### Prompt
Reproduce, word for word, the lines of the entries below from the line containing "If you could point to the white bus" through the line containing "Query: white bus exterior", including both of those lines, and output nothing else.

### Records shown
--*--
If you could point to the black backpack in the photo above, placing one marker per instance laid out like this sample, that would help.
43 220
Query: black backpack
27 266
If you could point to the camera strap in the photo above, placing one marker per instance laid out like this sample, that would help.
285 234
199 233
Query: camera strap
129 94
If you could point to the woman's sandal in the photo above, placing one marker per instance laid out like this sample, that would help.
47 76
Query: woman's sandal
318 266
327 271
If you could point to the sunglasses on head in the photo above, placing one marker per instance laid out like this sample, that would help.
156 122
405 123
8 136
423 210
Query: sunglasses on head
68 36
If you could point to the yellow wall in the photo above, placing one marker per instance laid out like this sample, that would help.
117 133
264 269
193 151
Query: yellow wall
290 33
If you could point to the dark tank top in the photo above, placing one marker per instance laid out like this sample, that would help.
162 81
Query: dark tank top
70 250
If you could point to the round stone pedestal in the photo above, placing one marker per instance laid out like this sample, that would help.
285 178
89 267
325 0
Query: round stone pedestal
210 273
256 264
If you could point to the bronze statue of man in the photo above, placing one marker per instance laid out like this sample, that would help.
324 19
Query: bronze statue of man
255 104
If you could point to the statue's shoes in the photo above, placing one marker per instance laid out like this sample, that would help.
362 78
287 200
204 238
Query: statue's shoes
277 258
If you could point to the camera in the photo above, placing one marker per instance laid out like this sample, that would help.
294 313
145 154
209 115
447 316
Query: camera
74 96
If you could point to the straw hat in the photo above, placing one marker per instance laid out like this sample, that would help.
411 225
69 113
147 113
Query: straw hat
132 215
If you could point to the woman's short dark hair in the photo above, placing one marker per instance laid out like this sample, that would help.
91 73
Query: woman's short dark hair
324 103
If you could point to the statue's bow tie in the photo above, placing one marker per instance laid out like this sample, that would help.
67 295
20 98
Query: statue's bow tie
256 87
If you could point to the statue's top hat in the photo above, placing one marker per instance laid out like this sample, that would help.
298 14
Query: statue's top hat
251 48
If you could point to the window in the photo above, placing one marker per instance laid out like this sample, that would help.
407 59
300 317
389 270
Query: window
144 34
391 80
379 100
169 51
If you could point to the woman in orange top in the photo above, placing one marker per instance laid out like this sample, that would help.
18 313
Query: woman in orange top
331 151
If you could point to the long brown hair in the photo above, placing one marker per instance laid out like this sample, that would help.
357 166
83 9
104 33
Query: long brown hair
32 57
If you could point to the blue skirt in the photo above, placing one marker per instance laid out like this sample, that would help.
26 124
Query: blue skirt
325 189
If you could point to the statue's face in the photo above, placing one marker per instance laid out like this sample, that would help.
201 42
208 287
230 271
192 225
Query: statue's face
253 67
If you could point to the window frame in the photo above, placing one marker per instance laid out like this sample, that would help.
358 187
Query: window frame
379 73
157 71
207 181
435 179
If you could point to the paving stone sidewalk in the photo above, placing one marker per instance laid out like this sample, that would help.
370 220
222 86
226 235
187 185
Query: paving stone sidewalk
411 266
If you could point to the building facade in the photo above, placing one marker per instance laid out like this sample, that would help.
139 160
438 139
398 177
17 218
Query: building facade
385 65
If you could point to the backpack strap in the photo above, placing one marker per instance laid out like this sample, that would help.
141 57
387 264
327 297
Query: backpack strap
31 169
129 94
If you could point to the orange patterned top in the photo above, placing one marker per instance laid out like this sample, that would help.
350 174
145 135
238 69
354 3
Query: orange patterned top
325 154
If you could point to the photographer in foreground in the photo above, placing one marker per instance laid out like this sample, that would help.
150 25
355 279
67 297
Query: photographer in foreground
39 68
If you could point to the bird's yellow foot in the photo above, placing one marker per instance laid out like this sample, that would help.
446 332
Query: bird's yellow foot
--*--
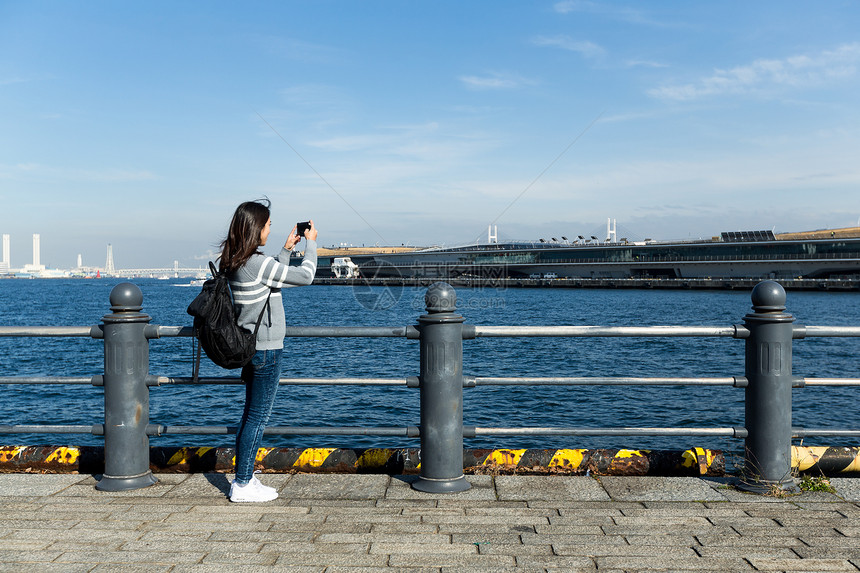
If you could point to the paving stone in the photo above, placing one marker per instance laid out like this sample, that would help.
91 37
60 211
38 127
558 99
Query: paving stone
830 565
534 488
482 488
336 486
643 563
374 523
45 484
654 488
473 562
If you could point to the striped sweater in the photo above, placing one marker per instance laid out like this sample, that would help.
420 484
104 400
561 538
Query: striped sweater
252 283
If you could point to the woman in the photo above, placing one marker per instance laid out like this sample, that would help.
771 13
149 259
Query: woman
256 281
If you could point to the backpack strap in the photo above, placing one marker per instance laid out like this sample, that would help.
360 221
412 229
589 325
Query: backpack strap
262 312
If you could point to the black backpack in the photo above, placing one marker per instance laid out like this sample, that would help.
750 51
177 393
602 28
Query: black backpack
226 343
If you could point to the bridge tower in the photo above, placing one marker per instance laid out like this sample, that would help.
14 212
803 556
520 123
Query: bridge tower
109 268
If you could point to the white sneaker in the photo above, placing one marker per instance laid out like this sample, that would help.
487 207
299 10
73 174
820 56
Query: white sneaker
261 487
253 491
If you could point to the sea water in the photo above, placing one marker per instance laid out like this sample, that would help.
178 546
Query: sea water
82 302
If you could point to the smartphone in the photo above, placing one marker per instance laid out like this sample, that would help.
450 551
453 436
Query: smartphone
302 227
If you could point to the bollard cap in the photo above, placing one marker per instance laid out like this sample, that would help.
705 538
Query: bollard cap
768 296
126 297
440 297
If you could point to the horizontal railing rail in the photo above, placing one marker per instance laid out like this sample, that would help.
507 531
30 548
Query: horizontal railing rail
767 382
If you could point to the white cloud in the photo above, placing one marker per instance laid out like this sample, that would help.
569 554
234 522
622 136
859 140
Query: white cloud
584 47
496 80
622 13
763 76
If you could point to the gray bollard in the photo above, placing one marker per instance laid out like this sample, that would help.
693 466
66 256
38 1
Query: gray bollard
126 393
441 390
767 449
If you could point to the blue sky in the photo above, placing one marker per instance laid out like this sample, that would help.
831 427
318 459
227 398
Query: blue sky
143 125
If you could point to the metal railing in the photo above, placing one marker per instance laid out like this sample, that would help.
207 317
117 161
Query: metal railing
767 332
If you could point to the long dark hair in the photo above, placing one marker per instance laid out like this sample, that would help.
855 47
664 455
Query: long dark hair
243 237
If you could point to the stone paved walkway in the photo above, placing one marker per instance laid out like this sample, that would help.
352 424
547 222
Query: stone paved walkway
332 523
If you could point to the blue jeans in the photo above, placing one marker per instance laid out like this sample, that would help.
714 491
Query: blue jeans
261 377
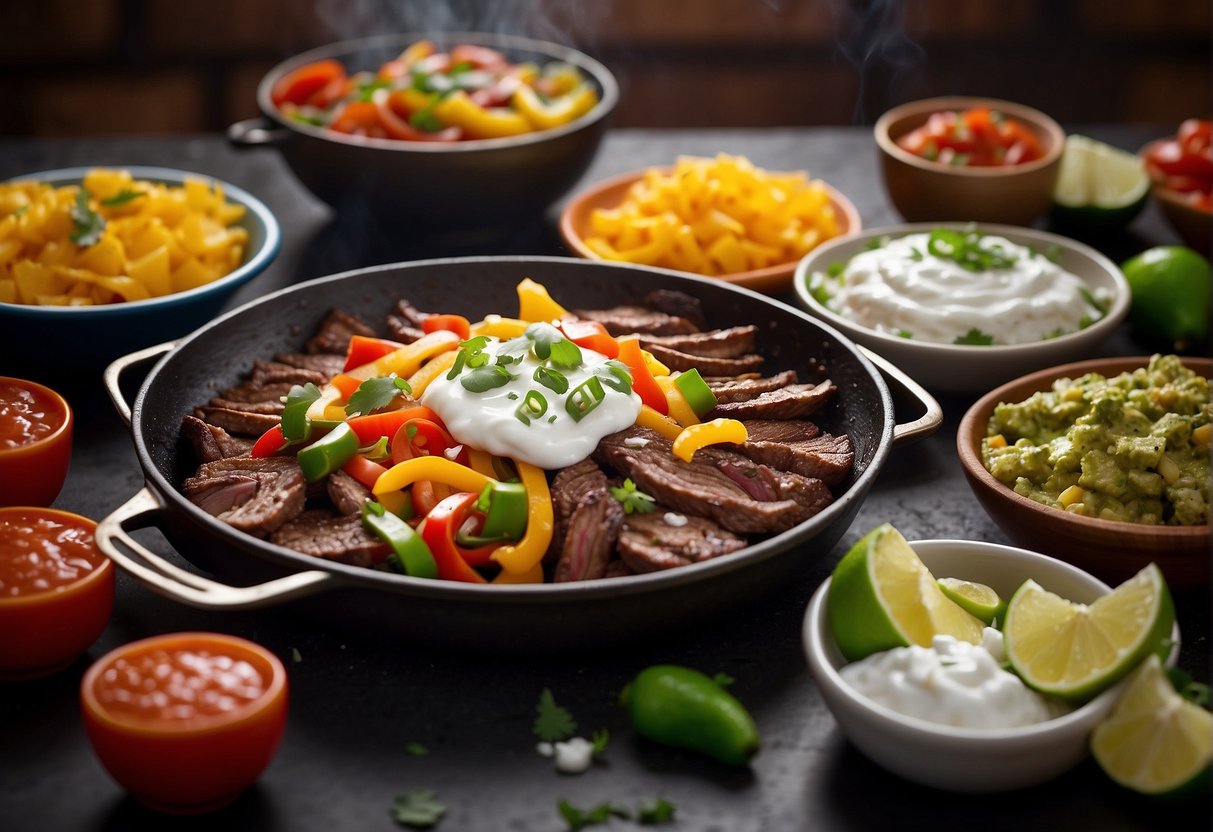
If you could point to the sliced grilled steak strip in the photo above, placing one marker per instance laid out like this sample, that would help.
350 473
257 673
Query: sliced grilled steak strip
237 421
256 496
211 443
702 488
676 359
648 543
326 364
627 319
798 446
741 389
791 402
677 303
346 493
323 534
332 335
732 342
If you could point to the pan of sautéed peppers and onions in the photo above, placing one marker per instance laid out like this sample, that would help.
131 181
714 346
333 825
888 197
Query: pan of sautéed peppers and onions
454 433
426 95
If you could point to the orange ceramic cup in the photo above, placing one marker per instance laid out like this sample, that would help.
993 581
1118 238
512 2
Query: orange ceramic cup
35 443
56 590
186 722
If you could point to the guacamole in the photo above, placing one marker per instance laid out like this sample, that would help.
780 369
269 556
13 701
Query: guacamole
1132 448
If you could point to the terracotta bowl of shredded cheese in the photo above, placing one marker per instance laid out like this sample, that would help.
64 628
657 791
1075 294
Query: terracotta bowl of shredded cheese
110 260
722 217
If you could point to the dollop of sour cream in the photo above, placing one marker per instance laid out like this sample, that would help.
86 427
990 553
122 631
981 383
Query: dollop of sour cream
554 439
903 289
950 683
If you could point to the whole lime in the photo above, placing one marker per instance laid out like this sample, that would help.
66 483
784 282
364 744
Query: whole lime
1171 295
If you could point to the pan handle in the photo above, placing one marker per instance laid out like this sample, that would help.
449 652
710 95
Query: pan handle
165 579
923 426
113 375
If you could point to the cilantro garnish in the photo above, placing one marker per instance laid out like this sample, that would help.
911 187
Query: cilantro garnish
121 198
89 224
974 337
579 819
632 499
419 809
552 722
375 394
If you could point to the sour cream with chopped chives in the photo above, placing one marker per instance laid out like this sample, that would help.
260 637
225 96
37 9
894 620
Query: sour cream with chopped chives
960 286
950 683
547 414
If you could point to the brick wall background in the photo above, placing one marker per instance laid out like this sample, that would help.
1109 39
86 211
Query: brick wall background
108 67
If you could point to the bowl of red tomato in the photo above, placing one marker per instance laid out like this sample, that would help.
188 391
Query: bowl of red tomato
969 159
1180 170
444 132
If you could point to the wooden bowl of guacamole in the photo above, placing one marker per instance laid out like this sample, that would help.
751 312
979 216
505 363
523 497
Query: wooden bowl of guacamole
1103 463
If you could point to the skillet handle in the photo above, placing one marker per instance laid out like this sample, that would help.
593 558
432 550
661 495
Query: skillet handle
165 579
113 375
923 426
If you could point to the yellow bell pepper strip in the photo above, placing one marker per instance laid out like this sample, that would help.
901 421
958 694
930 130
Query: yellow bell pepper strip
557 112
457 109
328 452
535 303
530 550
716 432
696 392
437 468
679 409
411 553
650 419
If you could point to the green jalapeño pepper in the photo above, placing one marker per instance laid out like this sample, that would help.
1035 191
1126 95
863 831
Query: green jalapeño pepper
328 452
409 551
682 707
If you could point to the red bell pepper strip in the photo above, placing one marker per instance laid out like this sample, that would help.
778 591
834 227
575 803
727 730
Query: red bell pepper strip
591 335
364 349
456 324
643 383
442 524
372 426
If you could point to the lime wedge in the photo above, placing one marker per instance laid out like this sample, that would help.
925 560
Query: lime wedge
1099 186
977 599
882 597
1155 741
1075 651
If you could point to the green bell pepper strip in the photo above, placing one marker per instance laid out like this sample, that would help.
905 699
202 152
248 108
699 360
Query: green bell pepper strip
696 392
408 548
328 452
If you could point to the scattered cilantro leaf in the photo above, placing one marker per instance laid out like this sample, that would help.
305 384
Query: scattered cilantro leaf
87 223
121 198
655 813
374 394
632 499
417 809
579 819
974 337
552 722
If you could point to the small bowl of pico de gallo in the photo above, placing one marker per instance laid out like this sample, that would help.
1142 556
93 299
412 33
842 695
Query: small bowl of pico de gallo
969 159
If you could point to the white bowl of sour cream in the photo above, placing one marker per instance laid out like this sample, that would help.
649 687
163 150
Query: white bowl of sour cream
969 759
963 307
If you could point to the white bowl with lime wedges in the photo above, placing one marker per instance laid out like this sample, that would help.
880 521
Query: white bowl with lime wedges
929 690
--*--
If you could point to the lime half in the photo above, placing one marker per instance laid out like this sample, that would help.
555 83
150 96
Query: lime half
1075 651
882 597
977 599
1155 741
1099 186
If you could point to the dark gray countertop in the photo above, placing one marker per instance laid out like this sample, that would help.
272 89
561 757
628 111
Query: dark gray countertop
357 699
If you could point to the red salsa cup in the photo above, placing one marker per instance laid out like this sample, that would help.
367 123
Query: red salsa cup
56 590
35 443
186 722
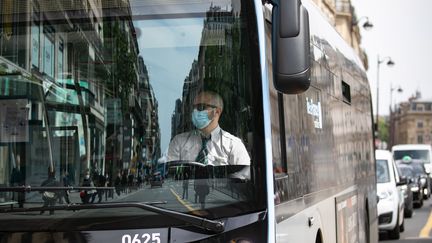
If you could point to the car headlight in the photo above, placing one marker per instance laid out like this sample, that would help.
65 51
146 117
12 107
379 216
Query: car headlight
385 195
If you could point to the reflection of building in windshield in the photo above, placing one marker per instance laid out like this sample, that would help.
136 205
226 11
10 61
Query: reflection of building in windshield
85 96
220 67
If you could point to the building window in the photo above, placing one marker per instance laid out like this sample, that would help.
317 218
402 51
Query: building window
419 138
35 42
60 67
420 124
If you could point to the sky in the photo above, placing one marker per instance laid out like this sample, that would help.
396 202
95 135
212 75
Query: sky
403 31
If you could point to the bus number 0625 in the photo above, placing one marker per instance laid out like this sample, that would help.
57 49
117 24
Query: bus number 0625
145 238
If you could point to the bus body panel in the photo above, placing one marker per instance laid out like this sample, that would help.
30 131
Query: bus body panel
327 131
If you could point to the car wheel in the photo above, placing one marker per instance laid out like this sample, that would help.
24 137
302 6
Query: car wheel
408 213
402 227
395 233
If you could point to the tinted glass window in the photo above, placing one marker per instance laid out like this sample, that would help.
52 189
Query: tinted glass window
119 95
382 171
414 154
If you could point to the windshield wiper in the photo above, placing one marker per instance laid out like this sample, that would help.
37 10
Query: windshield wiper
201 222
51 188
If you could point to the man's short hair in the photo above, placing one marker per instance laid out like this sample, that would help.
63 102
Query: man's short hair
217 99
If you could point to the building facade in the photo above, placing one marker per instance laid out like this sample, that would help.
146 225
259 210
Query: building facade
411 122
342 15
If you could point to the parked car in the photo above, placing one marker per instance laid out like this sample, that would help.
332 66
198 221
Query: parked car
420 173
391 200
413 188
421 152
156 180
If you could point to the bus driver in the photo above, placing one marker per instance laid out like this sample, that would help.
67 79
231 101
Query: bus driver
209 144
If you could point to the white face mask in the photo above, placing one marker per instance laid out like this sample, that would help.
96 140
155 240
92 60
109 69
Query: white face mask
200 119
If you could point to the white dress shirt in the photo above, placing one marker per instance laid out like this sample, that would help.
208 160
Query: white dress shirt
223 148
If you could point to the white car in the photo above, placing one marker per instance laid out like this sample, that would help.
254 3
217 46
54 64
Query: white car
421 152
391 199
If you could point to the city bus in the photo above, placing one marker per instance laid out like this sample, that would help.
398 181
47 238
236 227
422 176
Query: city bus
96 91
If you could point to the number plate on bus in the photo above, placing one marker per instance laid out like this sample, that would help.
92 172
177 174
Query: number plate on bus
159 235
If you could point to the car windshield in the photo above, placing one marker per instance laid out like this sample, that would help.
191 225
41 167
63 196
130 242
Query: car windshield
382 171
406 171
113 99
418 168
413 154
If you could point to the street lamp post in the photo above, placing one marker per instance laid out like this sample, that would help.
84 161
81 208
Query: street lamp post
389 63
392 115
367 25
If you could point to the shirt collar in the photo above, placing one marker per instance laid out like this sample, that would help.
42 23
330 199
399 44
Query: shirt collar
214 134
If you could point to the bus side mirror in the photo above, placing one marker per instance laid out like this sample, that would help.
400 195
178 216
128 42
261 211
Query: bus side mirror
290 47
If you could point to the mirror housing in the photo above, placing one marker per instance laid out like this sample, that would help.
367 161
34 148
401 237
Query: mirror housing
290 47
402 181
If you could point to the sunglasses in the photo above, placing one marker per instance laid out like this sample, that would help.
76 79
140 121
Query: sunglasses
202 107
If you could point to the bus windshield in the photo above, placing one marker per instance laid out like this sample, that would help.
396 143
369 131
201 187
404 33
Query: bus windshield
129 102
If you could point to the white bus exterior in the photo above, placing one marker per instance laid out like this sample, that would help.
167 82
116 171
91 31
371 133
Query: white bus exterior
--*--
### Reply to the task
If you could point to the white bus exterior in the photo above, placing one marker per instance laid out like this sample, that would help.
167 82
116 171
91 31
371 133
Query: white bus exterior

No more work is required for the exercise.